__TASK DESCRIPTION__
Copy all the entries word for word, but omit the pictures.

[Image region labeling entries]
## BEGIN
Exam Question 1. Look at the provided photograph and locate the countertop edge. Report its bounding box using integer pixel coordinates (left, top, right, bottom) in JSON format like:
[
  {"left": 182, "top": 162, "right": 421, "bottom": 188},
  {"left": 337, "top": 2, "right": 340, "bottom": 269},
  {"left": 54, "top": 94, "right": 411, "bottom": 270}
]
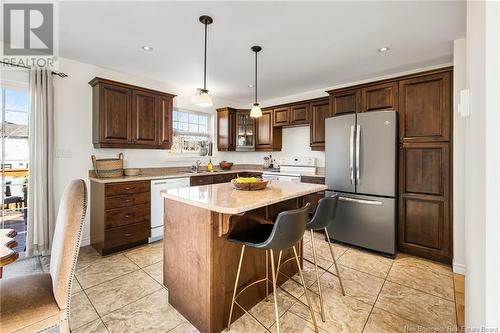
[
  {"left": 160, "top": 183, "right": 327, "bottom": 215},
  {"left": 89, "top": 169, "right": 262, "bottom": 184},
  {"left": 89, "top": 169, "right": 325, "bottom": 184}
]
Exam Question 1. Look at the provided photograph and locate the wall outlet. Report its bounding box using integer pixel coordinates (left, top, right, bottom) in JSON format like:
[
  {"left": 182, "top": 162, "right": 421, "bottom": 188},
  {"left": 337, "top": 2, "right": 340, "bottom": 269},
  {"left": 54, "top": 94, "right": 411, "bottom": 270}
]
[
  {"left": 56, "top": 148, "right": 73, "bottom": 158},
  {"left": 458, "top": 89, "right": 470, "bottom": 118}
]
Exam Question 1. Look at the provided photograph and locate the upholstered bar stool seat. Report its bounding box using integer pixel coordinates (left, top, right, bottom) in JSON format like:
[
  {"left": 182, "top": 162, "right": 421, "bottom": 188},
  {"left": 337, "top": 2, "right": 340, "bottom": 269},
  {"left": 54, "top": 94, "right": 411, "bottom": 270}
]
[
  {"left": 0, "top": 179, "right": 87, "bottom": 333},
  {"left": 0, "top": 273, "right": 61, "bottom": 332}
]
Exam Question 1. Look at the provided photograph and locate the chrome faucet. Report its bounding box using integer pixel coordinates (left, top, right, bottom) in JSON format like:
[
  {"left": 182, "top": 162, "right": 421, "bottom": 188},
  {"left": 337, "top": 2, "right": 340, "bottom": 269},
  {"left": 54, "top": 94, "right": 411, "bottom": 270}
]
[{"left": 191, "top": 160, "right": 201, "bottom": 173}]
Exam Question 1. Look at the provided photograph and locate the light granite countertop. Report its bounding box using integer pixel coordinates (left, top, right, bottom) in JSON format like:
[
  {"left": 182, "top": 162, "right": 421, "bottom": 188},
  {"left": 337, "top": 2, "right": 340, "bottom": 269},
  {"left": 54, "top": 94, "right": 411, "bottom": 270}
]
[
  {"left": 90, "top": 169, "right": 262, "bottom": 183},
  {"left": 89, "top": 165, "right": 325, "bottom": 184},
  {"left": 161, "top": 181, "right": 326, "bottom": 214}
]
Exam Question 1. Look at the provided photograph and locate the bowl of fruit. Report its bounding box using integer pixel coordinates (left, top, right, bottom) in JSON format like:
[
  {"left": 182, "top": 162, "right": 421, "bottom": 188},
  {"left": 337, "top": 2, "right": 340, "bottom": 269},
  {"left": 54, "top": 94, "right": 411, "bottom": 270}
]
[{"left": 231, "top": 177, "right": 269, "bottom": 191}]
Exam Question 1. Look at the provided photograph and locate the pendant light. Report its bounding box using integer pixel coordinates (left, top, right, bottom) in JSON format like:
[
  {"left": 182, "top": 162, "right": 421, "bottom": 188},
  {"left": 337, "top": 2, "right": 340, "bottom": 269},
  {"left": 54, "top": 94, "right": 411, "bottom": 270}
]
[
  {"left": 193, "top": 15, "right": 213, "bottom": 108},
  {"left": 250, "top": 45, "right": 262, "bottom": 118}
]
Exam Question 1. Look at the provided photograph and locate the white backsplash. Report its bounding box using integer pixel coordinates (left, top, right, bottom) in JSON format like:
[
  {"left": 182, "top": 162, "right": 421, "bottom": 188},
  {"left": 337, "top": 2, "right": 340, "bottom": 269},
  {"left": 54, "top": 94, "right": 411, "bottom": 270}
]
[{"left": 215, "top": 126, "right": 325, "bottom": 167}]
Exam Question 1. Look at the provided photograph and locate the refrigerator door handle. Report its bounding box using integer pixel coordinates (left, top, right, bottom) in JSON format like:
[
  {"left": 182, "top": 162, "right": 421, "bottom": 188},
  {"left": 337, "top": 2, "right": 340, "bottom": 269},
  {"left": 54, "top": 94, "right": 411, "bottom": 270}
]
[
  {"left": 356, "top": 125, "right": 361, "bottom": 184},
  {"left": 339, "top": 197, "right": 383, "bottom": 205},
  {"left": 349, "top": 125, "right": 354, "bottom": 184}
]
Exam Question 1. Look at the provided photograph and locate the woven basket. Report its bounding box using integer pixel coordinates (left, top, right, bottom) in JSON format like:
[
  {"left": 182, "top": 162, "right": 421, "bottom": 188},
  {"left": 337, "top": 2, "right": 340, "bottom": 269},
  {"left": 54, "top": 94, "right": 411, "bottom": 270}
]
[
  {"left": 92, "top": 153, "right": 123, "bottom": 178},
  {"left": 231, "top": 179, "right": 269, "bottom": 191}
]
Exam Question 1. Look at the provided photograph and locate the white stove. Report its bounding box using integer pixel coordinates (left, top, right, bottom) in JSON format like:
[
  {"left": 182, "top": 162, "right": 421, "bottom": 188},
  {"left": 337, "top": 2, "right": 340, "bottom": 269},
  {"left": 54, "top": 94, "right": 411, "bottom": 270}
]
[{"left": 262, "top": 156, "right": 316, "bottom": 183}]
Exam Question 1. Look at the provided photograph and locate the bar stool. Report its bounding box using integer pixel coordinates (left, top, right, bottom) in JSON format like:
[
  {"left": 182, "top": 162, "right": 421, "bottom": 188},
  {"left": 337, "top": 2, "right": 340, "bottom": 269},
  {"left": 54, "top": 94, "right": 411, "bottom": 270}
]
[
  {"left": 227, "top": 203, "right": 319, "bottom": 333},
  {"left": 304, "top": 194, "right": 345, "bottom": 321}
]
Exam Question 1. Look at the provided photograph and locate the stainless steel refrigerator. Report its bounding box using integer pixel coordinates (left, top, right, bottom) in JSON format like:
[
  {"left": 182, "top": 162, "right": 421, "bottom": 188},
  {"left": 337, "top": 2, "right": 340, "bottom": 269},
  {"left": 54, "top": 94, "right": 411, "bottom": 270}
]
[{"left": 325, "top": 110, "right": 397, "bottom": 254}]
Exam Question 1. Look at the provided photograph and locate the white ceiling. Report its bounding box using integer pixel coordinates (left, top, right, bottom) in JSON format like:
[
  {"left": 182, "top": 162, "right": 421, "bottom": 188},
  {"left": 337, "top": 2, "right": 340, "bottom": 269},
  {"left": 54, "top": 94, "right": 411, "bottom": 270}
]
[{"left": 59, "top": 1, "right": 466, "bottom": 103}]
## END
__WRITTEN RESPONSE__
Exam Question 1. Look at the provided photograph and locate the countertop edge. Report its bounding box using integer pixel coordinates (left, top, right, bottom) in JSON format like:
[
  {"left": 182, "top": 162, "right": 421, "bottom": 188},
  {"left": 337, "top": 2, "right": 340, "bottom": 269},
  {"left": 54, "top": 94, "right": 411, "bottom": 270}
]
[
  {"left": 160, "top": 183, "right": 327, "bottom": 215},
  {"left": 89, "top": 169, "right": 262, "bottom": 184},
  {"left": 89, "top": 169, "right": 325, "bottom": 184}
]
Exam Question 1. Look at the provided photograph and locate the wall outlet. Report its bounding box using integer pixel coordinates (left, top, right, bottom) in JSON format like:
[
  {"left": 182, "top": 162, "right": 421, "bottom": 188},
  {"left": 337, "top": 2, "right": 340, "bottom": 269},
  {"left": 54, "top": 94, "right": 411, "bottom": 270}
]
[
  {"left": 56, "top": 148, "right": 73, "bottom": 158},
  {"left": 458, "top": 89, "right": 470, "bottom": 118}
]
Exam Question 1. Look at the provided photograph and locate the upholstered bar stool seat. Report its bounding box using integer pixel coordinates (left, top, right, bottom) in JSON format like:
[
  {"left": 182, "top": 162, "right": 421, "bottom": 188},
  {"left": 337, "top": 2, "right": 340, "bottom": 269},
  {"left": 54, "top": 94, "right": 411, "bottom": 270}
]
[
  {"left": 0, "top": 179, "right": 87, "bottom": 333},
  {"left": 0, "top": 273, "right": 61, "bottom": 332}
]
Exam Question 1. Look at the provided photograph and locate the chrome faucet. Report its bounding box using integer pixel coordinates (left, top, right, bottom) in JSON format like:
[
  {"left": 182, "top": 162, "right": 421, "bottom": 188},
  {"left": 337, "top": 2, "right": 340, "bottom": 269},
  {"left": 54, "top": 94, "right": 411, "bottom": 270}
]
[{"left": 191, "top": 160, "right": 201, "bottom": 173}]
Exam Question 1. Look at the provided photograph and locate the light granite countertop. Report its bounding box using integer pixel coordinates (left, top, right, bottom) in JSON format like:
[
  {"left": 182, "top": 162, "right": 421, "bottom": 188},
  {"left": 337, "top": 2, "right": 340, "bottom": 269},
  {"left": 54, "top": 94, "right": 411, "bottom": 270}
]
[
  {"left": 90, "top": 169, "right": 262, "bottom": 183},
  {"left": 89, "top": 165, "right": 325, "bottom": 184},
  {"left": 161, "top": 181, "right": 326, "bottom": 214}
]
Exam Question 1. Look at the provided photograph and locate the bowl of fruit. Report its bounding box using integer pixel coordinates (left, top, right, bottom) in JSON format like:
[
  {"left": 182, "top": 162, "right": 421, "bottom": 188},
  {"left": 337, "top": 2, "right": 340, "bottom": 269},
  {"left": 54, "top": 94, "right": 411, "bottom": 270}
]
[{"left": 231, "top": 177, "right": 269, "bottom": 191}]
Exam Question 1. Look at the provided photograph and locate the pendant light. Report its bounding box using integer pixel coordinates (left, top, right, bottom) in JSON format like:
[
  {"left": 182, "top": 162, "right": 421, "bottom": 188},
  {"left": 337, "top": 2, "right": 340, "bottom": 269},
  {"left": 54, "top": 94, "right": 411, "bottom": 270}
]
[
  {"left": 193, "top": 15, "right": 213, "bottom": 108},
  {"left": 250, "top": 45, "right": 262, "bottom": 118}
]
Exam Question 1. Look at the provided photograph and locate the white backsplash. Report its bounding box using integer pixel coordinates (left, top, right, bottom) in JSON format like:
[
  {"left": 182, "top": 162, "right": 421, "bottom": 188},
  {"left": 337, "top": 2, "right": 340, "bottom": 269},
  {"left": 54, "top": 94, "right": 411, "bottom": 270}
]
[{"left": 215, "top": 126, "right": 325, "bottom": 167}]
Exam Question 1. Look at the provided photograph and locate the refrigerator door handle. Report its bounding box using integer pixel coordinates (left, top, right, bottom) in JSON format like:
[
  {"left": 182, "top": 162, "right": 421, "bottom": 188},
  {"left": 337, "top": 2, "right": 340, "bottom": 269},
  {"left": 54, "top": 94, "right": 411, "bottom": 270}
]
[
  {"left": 356, "top": 125, "right": 361, "bottom": 184},
  {"left": 339, "top": 197, "right": 383, "bottom": 205},
  {"left": 349, "top": 125, "right": 354, "bottom": 184}
]
Exam Question 1. Look at the provided photograph and locate the woven basket. Report its bounding box using integer pixel coordinates (left, top, right, bottom) in JSON format like:
[
  {"left": 182, "top": 162, "right": 421, "bottom": 188},
  {"left": 337, "top": 2, "right": 340, "bottom": 269},
  {"left": 54, "top": 94, "right": 411, "bottom": 270}
]
[
  {"left": 92, "top": 153, "right": 123, "bottom": 178},
  {"left": 231, "top": 179, "right": 269, "bottom": 191}
]
Exam Question 1. Look at the provided photograph and locate the white stove. Report its bounding box using integer pixel coordinates (left, top, right, bottom) in JSON format like:
[
  {"left": 182, "top": 162, "right": 421, "bottom": 188},
  {"left": 337, "top": 2, "right": 340, "bottom": 269},
  {"left": 54, "top": 94, "right": 411, "bottom": 270}
]
[{"left": 262, "top": 156, "right": 316, "bottom": 183}]
Exam Question 1. Look at the provided photograph and locate the bar stool. Report its bounding box using integer pixel coordinates (left, top, right, bottom) in JSON format like:
[
  {"left": 182, "top": 162, "right": 421, "bottom": 188},
  {"left": 337, "top": 2, "right": 340, "bottom": 269},
  {"left": 54, "top": 94, "right": 411, "bottom": 270}
]
[
  {"left": 227, "top": 203, "right": 319, "bottom": 333},
  {"left": 304, "top": 194, "right": 345, "bottom": 321}
]
Exam Question 1. Look at the provided photograph and locate the stainless steel refrigerator. Report its bounding box using integer pixel coordinates (left, top, right, bottom) in JSON format like:
[
  {"left": 182, "top": 162, "right": 421, "bottom": 188},
  {"left": 337, "top": 2, "right": 340, "bottom": 269},
  {"left": 54, "top": 94, "right": 411, "bottom": 270}
]
[{"left": 325, "top": 110, "right": 397, "bottom": 254}]
Exam Question 1. Look at the provided photograph and locate the white ceiling. Report its bounding box using integer pixel coordinates (left, top, right, bottom) in JSON format like:
[
  {"left": 182, "top": 162, "right": 421, "bottom": 188},
  {"left": 337, "top": 2, "right": 340, "bottom": 269},
  {"left": 54, "top": 94, "right": 411, "bottom": 270}
]
[{"left": 59, "top": 1, "right": 466, "bottom": 103}]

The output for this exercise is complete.